- **Task statement**
Format each line of the entries below as one string in a single JSON list, leaving out any blank lines.

- **Extracted data**
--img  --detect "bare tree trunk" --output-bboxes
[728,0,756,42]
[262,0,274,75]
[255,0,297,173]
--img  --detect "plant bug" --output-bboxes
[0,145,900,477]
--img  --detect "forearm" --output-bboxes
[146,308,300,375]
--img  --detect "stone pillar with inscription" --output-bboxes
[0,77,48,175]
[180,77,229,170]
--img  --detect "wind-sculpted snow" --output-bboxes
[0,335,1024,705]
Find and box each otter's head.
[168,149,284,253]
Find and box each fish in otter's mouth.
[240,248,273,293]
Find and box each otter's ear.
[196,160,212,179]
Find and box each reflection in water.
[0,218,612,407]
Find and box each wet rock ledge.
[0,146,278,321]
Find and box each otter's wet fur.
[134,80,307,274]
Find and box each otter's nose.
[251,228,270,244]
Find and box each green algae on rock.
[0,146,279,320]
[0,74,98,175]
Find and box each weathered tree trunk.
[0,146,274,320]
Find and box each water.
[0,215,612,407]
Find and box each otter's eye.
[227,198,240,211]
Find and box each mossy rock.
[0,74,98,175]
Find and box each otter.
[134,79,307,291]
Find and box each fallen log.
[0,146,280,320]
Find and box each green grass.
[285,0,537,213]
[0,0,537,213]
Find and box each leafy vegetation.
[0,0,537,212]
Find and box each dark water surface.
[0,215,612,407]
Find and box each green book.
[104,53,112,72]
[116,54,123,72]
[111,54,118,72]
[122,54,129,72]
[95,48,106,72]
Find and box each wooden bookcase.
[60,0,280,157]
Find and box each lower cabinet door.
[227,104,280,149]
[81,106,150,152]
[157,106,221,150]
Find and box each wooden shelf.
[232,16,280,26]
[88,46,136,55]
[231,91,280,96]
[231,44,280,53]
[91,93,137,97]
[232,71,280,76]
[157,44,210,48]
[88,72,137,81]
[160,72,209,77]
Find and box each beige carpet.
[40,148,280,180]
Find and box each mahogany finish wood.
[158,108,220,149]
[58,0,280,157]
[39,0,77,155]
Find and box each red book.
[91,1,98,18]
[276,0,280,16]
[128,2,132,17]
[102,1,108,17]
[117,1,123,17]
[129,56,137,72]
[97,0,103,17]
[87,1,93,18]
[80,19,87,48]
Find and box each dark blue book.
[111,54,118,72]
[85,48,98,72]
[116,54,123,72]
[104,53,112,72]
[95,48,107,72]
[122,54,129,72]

- **Result for this exercise**
[
  "--img  --detect \"bare tree trunk\" --output-bboxes",
  "[728,0,756,42]",
  "[262,0,274,75]",
  "[255,0,297,173]",
  "--img  --detect \"plant bug\" --output-bboxes",
  "[0,145,900,477]",
  "--img  --detect \"forearm\" --output-bboxes",
  "[146,308,300,375]",
  "--img  --detect \"stone pillar with inscription\" --output-bboxes",
  "[0,77,48,175]",
  "[180,77,229,170]",
  "--img  --detect \"wind-sculpted snow\" --output-bboxes",
  "[0,335,1024,705]",
  "Find and box each otter's head.",
  "[168,149,284,253]",
  "Find and box each fish in otter's mouth.",
  "[240,248,273,293]",
  "Find and box each otter's ear.",
  "[196,160,212,179]",
  "Find and box each reflection in water.",
  "[0,218,612,407]",
  "Find and box each wet rock ledge.",
  "[0,146,278,321]",
  "Find and box each otter's wet fur.",
  "[134,80,307,274]",
  "Find and box each otter's nose.",
  "[251,228,270,244]",
  "Find and box each green algae on rock.",
  "[0,146,279,320]",
  "[0,74,98,175]",
  "Find and box each weathered tree trunk.",
  "[0,146,274,320]",
  "Find and box each water.",
  "[0,215,612,407]",
  "Find and box each otter's eye.",
  "[227,198,240,211]",
  "Find and box each mossy rock.",
  "[0,74,98,175]",
  "Find and box each otter.",
  "[134,79,307,291]",
  "Find and box each fallen log.",
  "[0,146,280,320]",
  "Find and box each green grass.",
  "[285,0,537,213]",
  "[0,0,537,213]",
  "Find and box each leafy vegetation.",
  "[0,0,537,212]",
  "Find and box each dark water surface.",
  "[0,215,612,407]",
  "Find and box each green book.",
  "[104,53,112,72]",
  "[116,54,123,72]",
  "[111,54,118,72]",
  "[122,54,129,72]",
  "[95,48,106,72]",
  "Find and box each wooden bookcase.",
  "[60,0,280,157]",
  "Find and box each lower cabinet door.",
  "[227,104,280,149]",
  "[81,106,150,152]",
  "[157,106,221,150]",
  "Find and box each wooden shelf.",
  "[232,16,280,26]",
  "[88,46,136,55]",
  "[231,91,280,96]",
  "[231,44,280,53]",
  "[91,93,137,97]",
  "[232,71,280,76]",
  "[157,44,210,48]",
  "[88,72,137,81]",
  "[160,72,209,77]",
  "Find and box each beige carpet.",
  "[40,148,280,180]",
  "Find and box each mahogany finish wood.",
  "[158,108,220,149]",
  "[58,0,280,157]",
  "[39,0,77,155]",
  "Find and box each red book.",
  "[91,1,98,18]",
  "[276,0,280,16]",
  "[128,2,132,17]",
  "[102,1,108,17]",
  "[117,1,123,17]",
  "[129,56,137,72]",
  "[97,0,103,17]",
  "[87,1,93,18]",
  "[80,19,87,48]",
  "Find and box each dark blue book.",
  "[111,54,118,72]",
  "[85,48,98,72]",
  "[116,54,123,72]",
  "[104,53,112,72]",
  "[95,48,107,72]",
  "[122,54,129,72]"
]